QUESTIONS>
- A) The passage on value-based agreements below contains a question with a parenthetical list of those for whom manufacturers might do better. List everyone in that parenthetical.
- B) Continue the passage on value-based agreements below, starting after its final sentence.
──────── EXCERPT
The Negotiation Mindset and Process (Hint: It’s Not Selling)
Value-based agreements require a different mindset and process than typical “customer-supplier” negotiations. Executing a value-based agreement requires extra steps and much broader stakeholder engagement. You can’t just negotiate price and sell; instead, you need to uncover interests and build alignment around a shared desire to create value, versus just focusing on distributing value. Similarly, the parties need to accept joint risk rather than endeavoring to shift risk to the other party. Details such as measurement and tracking must be assessed and jointly agreed. Value-based agreements require a long view of value, too—emphasizing successful implementation over time instead of seeking just to “close the deal.”
Internally, before sitting down with the payer to negotiate, manufacturers need to spend considerably more time assessing therapy benefits and modeling the risk they take with different types of value-based models. Will we do better (for ourselves, for patients, for payers or providers) utilizing a VBA or a traditional reimbursement mechanism? Do the upside and the value created justify the investment and additional complexity? Payers similarly need to develop their own value-based models—and determine if their systems can accommodate therapies whose price might be different on day 180 than on day one.
────────────────
──────── DATA SHOWN
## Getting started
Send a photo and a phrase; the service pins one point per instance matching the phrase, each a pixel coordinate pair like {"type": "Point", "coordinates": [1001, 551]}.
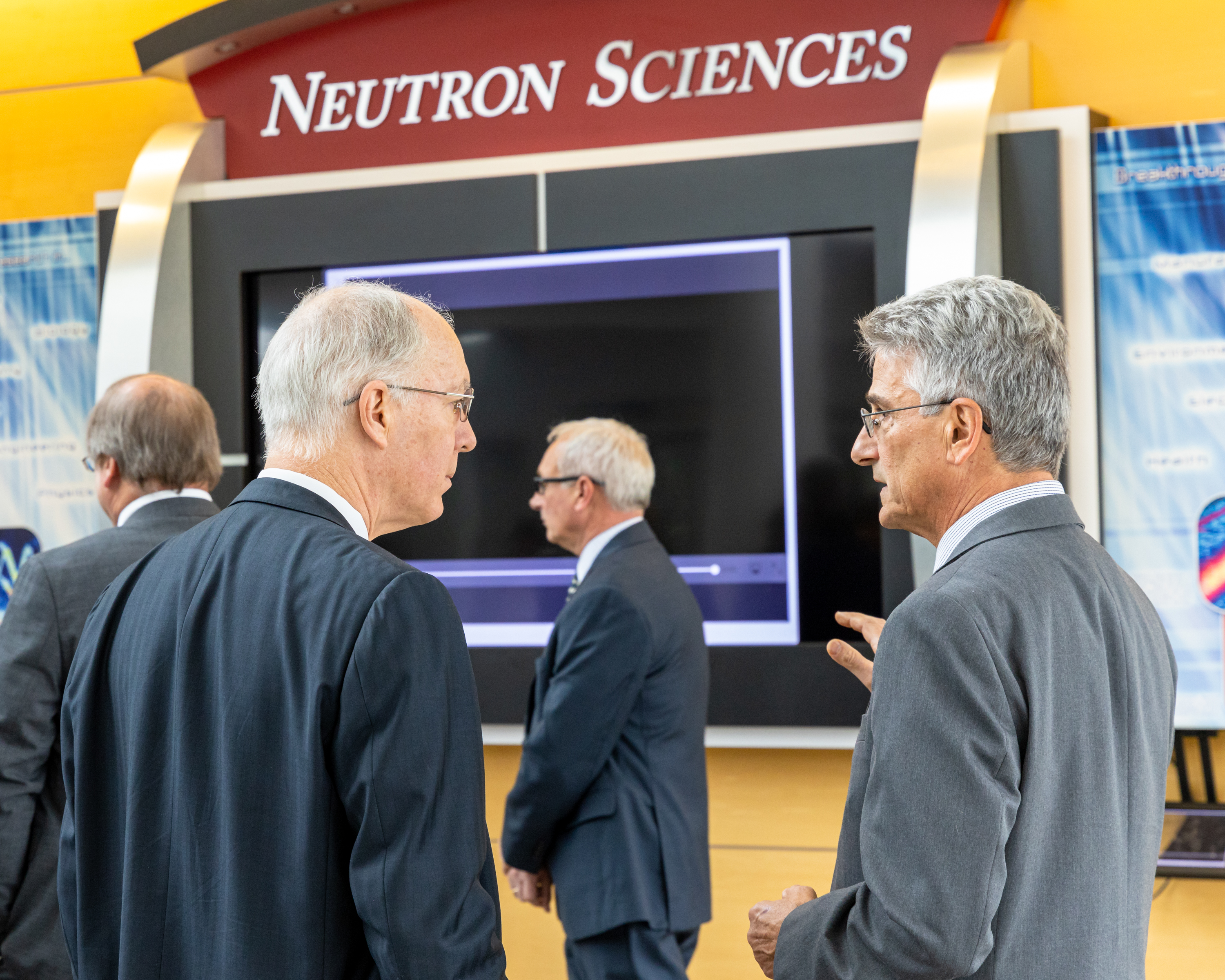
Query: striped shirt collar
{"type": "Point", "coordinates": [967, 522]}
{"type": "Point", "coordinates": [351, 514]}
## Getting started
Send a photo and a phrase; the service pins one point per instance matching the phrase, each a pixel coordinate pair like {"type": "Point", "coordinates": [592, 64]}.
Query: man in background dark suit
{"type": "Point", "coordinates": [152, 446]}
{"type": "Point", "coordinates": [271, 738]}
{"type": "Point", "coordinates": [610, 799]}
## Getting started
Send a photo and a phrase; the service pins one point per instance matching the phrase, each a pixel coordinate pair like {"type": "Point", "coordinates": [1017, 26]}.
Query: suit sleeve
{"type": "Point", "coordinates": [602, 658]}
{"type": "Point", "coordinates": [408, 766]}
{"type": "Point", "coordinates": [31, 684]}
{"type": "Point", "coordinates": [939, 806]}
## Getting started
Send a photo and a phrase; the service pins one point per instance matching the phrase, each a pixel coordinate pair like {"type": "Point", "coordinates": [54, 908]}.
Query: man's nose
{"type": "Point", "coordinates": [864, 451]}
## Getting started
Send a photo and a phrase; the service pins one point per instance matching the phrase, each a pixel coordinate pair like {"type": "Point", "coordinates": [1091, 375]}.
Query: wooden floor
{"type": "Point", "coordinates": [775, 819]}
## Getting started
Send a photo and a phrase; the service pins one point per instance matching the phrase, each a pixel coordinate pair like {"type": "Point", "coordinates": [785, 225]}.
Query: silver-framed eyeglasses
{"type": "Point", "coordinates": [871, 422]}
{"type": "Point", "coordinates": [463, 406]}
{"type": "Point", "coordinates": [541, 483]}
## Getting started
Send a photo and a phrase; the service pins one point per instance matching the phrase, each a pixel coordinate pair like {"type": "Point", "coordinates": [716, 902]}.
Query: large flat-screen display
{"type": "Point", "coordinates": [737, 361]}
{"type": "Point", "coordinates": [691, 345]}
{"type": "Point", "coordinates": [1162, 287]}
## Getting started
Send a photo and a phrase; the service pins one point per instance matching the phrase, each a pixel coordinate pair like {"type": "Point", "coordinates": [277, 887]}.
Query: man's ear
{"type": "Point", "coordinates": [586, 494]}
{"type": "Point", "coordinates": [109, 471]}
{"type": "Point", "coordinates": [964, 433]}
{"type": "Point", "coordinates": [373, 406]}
────────────────
ANSWERS FOR THE EXERCISE>
- A) Ourselves, patients, payers, providers

- B)
Forging a value-based agreement involves preparing for something very different than typical pharmaceutical sales negotiation. Keys to successful negotiation include more analysis, a flexible and iterative engagement approach, and a fuller understanding of what the value proposition is for both sides and how each side’s interests will be met. It requires different skills to surface and explore these interests early in the process, and to jointly design a solution that meets these interests. Successful VBA negotiations require building broad internal alignment within the manufacturer (across product teams, finance, compliance, pricing, and contracting) as well as alignment with external stakeholders within payer organizations and often provider and patient groups as well.
Value-based agreements—designed and executed well—represent an opportunity to more artfully meet the interests of different stakeholders in the healthcare ecosystem, as shown in Figure 3. Ideally, manufacturers end up providing more value to patients, providers, and payers while creating a different kind of working relationship with the payer they’re reaching an agreement with—not only understanding different stakeholders and what each one cares about, but also gleaning much deeper insight into how the payer and the patient are experiencing the disease. Because VBAs require tracking of outcomes, they can generate highly valuable (and otherwise costly to acquire) real world evidence and provide a better grasp of the full patient journey. VBAs also provide an opportunity for therapies to maximize their value for the manufacturer—which requires selecting the right structure of value-based agreement based on market strategy and product differentiation.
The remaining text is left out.